• DIRECTION: Please return each of the records below unchanged, word for word.
◇ ◇ ◇
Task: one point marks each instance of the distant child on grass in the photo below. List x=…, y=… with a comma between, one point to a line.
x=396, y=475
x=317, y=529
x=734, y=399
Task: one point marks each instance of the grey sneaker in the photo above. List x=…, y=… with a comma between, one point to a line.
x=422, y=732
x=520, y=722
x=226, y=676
◇ ◇ ◇
• TASK RESPONSE:
Task: one point marks each instance of the distant child on grass in the photo below. List x=…, y=… with a comma between, one point to a line.
x=396, y=475
x=317, y=529
x=734, y=399
Task: one point marks each instance of the grey sneaker in the photo above. List x=…, y=… with a comma between, one point to a line.
x=422, y=732
x=520, y=722
x=226, y=676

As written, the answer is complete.